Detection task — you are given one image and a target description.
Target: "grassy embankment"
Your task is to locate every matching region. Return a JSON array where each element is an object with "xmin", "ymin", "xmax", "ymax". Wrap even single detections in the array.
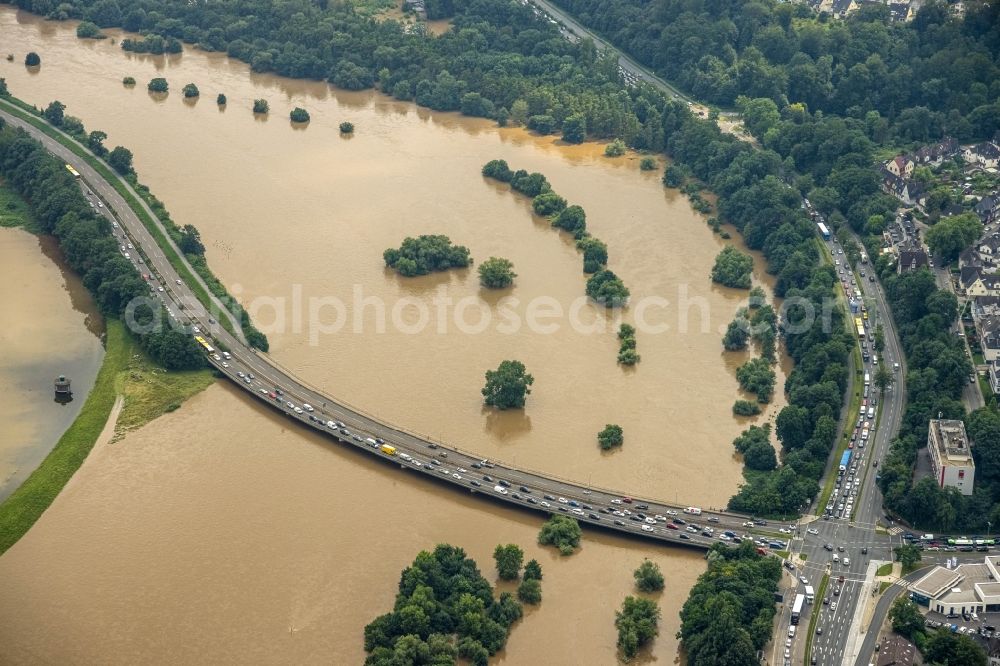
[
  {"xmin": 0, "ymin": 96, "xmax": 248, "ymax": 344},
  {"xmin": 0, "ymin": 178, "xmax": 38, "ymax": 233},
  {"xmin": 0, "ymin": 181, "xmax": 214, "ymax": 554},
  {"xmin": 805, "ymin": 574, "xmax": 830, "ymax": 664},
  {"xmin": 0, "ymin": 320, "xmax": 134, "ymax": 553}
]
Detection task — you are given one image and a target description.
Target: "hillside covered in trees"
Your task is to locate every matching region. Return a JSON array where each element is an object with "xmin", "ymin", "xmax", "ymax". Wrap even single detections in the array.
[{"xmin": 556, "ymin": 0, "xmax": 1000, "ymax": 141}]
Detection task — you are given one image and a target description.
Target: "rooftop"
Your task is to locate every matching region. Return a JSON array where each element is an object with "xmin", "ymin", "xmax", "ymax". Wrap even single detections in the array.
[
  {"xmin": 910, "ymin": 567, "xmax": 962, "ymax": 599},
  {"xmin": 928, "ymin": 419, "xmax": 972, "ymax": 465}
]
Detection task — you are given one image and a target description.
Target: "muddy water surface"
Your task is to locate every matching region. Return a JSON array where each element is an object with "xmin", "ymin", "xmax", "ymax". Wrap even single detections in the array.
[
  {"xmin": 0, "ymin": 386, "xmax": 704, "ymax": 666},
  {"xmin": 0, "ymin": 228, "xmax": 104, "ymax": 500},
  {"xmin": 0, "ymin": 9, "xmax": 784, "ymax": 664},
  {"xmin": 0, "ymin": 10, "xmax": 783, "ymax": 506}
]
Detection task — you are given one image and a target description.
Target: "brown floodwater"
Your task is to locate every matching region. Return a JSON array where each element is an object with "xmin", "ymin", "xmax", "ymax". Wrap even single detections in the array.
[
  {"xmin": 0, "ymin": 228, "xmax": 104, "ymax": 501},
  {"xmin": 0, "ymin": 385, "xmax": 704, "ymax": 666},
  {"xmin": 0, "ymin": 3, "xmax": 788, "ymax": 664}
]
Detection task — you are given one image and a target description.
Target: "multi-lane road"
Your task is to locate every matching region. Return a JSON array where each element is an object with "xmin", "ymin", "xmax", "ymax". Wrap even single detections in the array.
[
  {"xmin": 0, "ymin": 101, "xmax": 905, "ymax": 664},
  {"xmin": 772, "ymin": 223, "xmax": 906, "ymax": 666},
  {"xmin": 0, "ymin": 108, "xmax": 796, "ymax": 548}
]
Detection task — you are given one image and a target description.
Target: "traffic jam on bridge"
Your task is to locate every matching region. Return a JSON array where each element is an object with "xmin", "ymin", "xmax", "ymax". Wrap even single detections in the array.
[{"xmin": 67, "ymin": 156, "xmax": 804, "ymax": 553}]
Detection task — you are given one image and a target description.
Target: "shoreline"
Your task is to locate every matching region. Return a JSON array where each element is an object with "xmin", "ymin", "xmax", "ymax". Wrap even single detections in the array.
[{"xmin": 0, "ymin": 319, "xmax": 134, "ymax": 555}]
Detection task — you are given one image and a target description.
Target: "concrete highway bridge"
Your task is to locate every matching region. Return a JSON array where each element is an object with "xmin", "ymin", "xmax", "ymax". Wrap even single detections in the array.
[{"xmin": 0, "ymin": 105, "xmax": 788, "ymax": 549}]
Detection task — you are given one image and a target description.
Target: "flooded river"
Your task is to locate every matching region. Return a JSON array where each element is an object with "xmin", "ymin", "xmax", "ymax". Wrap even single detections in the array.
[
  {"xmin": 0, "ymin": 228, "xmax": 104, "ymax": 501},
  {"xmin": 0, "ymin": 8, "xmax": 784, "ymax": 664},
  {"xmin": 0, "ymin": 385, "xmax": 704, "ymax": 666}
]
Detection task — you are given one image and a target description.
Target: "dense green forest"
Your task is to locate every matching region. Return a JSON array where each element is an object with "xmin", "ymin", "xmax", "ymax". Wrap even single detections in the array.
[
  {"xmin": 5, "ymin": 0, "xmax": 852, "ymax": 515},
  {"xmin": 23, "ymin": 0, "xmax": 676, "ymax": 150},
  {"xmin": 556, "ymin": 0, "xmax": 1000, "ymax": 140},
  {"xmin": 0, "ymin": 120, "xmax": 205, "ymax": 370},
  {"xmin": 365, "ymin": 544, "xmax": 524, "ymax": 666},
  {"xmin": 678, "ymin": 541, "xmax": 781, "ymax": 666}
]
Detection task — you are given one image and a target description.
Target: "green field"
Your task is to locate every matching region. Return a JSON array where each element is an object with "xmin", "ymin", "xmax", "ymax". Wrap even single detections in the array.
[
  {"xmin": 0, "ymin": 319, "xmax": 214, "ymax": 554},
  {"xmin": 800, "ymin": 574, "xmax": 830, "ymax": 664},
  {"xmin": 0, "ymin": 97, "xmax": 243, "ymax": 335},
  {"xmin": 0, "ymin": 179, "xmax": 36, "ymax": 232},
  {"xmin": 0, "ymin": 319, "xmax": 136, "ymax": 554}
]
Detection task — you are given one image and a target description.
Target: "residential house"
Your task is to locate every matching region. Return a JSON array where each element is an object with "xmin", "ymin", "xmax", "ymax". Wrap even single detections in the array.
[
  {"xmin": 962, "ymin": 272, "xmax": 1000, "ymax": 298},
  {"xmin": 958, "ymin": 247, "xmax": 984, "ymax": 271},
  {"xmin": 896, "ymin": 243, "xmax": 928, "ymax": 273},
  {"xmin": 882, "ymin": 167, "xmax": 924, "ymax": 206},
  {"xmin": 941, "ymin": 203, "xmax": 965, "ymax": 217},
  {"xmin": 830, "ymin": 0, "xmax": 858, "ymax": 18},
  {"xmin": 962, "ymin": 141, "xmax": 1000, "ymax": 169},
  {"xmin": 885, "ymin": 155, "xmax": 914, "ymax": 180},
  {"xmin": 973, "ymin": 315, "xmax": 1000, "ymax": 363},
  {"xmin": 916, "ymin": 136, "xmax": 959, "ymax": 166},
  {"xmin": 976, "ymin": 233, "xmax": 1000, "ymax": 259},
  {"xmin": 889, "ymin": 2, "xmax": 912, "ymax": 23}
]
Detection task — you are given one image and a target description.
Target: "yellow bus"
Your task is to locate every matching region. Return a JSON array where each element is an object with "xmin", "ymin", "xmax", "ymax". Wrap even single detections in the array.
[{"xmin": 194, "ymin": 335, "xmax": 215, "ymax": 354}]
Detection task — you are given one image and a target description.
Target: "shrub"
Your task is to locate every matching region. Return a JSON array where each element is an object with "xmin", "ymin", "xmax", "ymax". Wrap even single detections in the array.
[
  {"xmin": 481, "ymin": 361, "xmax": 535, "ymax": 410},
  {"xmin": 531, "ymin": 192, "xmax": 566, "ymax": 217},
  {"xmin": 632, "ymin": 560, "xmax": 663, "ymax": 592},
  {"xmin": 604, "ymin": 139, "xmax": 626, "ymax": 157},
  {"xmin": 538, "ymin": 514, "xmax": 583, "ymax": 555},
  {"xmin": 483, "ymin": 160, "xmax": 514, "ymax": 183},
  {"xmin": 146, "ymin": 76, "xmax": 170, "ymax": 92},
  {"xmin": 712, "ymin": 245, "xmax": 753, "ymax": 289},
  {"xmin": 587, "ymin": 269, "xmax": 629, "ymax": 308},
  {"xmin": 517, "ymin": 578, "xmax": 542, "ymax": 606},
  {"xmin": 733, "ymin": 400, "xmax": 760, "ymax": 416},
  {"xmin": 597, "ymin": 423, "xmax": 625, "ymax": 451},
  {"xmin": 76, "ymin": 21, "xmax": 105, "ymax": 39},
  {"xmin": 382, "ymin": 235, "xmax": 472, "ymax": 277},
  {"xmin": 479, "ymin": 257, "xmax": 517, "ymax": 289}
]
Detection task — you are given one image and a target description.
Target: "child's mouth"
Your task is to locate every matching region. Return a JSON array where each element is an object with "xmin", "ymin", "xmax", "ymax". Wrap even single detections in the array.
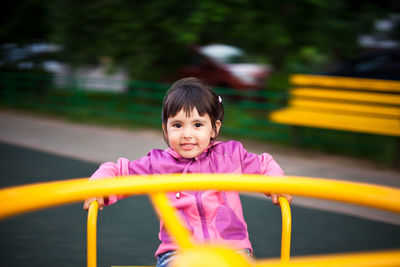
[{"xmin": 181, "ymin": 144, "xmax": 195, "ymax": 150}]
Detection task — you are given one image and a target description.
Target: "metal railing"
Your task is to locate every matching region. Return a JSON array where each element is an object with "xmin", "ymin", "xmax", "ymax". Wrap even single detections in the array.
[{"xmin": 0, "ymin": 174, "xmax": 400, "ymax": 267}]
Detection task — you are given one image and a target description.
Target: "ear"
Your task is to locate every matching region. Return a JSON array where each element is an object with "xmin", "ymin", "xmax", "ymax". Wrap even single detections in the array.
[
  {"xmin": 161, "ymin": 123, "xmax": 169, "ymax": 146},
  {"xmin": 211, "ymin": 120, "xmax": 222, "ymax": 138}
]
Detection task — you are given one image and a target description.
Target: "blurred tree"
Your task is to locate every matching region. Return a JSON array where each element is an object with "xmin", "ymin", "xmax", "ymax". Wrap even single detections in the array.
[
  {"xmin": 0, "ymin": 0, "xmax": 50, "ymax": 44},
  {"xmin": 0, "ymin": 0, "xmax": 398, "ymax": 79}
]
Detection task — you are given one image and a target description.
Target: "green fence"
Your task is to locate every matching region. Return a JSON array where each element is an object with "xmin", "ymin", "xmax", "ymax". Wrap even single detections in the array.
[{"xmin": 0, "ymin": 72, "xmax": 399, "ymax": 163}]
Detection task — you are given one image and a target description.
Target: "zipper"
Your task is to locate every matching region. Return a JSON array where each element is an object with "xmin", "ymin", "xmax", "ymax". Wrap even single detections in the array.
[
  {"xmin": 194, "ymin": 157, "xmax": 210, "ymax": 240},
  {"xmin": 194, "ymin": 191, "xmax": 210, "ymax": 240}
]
=-=-=
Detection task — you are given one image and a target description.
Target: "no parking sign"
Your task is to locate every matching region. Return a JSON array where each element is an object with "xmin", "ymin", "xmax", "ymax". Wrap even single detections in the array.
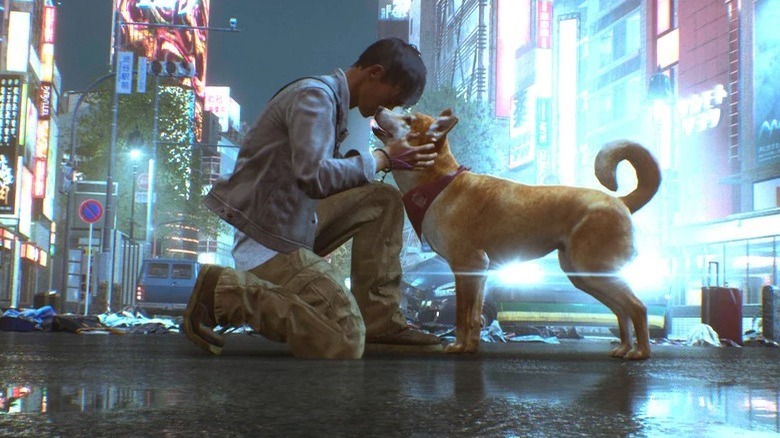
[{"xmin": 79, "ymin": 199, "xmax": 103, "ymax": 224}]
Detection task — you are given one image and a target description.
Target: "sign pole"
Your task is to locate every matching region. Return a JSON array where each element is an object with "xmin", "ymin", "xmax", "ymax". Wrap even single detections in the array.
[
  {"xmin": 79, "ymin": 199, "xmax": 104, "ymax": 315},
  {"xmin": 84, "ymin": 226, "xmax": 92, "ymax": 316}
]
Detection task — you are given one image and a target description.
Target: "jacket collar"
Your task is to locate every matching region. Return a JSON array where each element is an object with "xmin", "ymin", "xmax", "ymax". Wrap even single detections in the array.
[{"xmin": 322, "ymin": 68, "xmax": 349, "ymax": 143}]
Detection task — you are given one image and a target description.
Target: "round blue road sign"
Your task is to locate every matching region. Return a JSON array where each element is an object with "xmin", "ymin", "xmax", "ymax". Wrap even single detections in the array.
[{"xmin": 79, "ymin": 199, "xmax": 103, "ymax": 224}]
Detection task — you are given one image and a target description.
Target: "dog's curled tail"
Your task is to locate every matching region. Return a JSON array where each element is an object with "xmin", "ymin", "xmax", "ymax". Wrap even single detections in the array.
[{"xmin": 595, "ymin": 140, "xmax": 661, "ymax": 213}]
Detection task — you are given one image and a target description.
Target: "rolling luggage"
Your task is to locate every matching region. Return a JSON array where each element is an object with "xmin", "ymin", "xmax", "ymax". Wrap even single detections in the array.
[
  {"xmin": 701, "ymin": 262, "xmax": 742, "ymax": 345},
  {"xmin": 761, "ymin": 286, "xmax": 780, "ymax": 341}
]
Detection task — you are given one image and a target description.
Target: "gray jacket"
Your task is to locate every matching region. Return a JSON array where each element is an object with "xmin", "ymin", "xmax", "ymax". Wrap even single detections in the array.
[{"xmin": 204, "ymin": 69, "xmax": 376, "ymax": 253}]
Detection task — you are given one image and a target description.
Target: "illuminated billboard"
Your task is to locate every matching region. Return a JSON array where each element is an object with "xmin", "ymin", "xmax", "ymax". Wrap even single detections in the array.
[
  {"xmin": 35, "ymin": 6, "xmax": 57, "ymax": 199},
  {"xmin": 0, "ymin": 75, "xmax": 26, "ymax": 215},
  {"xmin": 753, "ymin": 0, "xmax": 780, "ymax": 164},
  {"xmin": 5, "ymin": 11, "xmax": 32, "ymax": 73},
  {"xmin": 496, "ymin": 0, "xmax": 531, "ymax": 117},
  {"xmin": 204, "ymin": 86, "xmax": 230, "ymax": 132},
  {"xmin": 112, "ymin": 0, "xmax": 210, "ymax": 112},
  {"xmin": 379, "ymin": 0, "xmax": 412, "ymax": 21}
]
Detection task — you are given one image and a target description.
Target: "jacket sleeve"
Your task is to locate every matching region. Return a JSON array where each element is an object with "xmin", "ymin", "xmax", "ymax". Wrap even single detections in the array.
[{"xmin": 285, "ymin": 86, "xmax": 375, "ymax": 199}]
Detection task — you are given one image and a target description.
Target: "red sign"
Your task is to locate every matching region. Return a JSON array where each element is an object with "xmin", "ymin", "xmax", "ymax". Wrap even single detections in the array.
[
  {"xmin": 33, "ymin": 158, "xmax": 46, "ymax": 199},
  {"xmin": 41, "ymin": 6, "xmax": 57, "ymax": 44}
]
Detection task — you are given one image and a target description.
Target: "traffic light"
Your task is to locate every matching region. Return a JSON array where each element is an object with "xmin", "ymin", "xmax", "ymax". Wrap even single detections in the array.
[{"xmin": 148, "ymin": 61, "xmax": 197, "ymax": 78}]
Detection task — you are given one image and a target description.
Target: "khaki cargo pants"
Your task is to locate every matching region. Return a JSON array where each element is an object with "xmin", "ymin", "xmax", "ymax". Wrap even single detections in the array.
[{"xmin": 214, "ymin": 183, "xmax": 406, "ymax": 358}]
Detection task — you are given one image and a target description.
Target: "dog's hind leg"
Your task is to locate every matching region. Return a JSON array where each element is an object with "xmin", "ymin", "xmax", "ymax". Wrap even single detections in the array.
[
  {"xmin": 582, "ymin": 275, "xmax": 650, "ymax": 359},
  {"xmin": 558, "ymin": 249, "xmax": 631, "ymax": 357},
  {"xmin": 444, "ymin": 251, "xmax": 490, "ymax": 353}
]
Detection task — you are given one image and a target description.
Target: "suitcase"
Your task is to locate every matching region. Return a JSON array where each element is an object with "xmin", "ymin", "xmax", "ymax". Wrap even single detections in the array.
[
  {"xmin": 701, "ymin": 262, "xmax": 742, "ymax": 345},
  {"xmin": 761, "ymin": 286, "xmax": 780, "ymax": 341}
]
=-=-=
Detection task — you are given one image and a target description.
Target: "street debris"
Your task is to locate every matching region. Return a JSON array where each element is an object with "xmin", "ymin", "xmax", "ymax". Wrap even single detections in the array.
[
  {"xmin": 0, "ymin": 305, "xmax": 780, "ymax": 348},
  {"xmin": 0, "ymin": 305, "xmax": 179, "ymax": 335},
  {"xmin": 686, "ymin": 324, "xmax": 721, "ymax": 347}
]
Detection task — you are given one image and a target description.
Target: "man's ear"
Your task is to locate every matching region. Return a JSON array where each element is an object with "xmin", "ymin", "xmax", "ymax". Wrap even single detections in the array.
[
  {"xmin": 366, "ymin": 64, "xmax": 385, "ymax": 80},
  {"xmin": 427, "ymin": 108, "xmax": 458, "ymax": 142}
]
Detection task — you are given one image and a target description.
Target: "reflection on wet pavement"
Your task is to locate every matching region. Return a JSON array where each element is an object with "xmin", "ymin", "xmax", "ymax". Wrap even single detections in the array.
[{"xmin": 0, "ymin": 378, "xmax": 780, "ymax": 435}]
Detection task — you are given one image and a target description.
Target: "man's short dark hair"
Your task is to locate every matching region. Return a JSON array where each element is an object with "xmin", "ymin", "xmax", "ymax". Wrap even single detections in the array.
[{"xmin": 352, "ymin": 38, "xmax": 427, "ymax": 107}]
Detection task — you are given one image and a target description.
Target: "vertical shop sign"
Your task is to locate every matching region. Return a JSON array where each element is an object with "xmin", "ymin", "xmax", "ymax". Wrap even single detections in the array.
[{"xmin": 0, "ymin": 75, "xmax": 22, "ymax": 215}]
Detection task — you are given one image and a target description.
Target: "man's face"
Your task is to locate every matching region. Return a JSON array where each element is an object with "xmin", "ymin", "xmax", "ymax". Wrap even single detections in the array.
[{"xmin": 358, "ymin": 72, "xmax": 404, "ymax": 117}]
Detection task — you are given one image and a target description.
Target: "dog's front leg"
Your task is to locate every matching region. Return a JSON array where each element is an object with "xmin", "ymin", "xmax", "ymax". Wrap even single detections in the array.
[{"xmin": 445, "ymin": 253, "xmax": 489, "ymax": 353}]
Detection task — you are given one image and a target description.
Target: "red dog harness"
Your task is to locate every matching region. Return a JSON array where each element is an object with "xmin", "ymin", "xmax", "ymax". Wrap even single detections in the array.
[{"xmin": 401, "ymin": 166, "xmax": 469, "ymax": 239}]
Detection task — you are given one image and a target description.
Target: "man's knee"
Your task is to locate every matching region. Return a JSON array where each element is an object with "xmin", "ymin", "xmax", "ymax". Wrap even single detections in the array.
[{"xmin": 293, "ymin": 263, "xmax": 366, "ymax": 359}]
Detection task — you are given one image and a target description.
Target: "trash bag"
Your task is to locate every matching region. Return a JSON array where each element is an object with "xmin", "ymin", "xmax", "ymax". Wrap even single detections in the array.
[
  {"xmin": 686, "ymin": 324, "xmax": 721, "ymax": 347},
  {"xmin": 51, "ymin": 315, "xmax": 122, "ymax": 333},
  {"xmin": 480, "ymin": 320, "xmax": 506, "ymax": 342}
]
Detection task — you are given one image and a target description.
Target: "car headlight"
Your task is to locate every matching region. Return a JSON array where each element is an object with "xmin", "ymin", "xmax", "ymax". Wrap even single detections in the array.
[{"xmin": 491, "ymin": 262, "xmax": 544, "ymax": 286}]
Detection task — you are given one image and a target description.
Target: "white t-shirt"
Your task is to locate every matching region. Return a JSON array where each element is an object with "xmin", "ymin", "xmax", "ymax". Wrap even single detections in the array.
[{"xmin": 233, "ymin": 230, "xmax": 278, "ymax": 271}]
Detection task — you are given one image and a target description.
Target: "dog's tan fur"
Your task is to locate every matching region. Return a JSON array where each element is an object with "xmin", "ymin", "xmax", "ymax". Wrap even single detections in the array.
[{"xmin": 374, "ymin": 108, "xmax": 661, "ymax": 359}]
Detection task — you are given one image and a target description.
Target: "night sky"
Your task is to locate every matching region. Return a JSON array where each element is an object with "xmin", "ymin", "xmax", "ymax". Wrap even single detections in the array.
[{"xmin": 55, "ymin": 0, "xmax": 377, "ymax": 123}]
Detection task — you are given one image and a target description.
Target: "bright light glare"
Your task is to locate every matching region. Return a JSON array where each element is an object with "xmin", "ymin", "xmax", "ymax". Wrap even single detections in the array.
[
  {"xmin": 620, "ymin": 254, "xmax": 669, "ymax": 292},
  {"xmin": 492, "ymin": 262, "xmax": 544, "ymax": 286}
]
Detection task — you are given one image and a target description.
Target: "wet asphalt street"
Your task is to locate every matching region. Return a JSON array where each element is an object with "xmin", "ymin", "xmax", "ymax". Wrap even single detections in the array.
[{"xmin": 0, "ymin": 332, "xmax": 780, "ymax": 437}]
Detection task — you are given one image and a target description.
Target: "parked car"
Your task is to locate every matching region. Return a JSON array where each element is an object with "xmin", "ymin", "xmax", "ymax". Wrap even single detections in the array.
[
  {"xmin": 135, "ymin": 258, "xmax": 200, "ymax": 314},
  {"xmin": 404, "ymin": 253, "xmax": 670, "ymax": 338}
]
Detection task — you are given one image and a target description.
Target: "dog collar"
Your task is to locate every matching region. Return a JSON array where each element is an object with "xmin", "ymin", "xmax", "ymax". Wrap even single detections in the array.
=-=-=
#### SHORT PROBLEM
Gather every line from the records above that contains the word "jacket", and copy each one out in full.

#### SOLUTION BELOW
Target: "jacket collar"
Target: "gray jacket"
Target: "jacket sleeve"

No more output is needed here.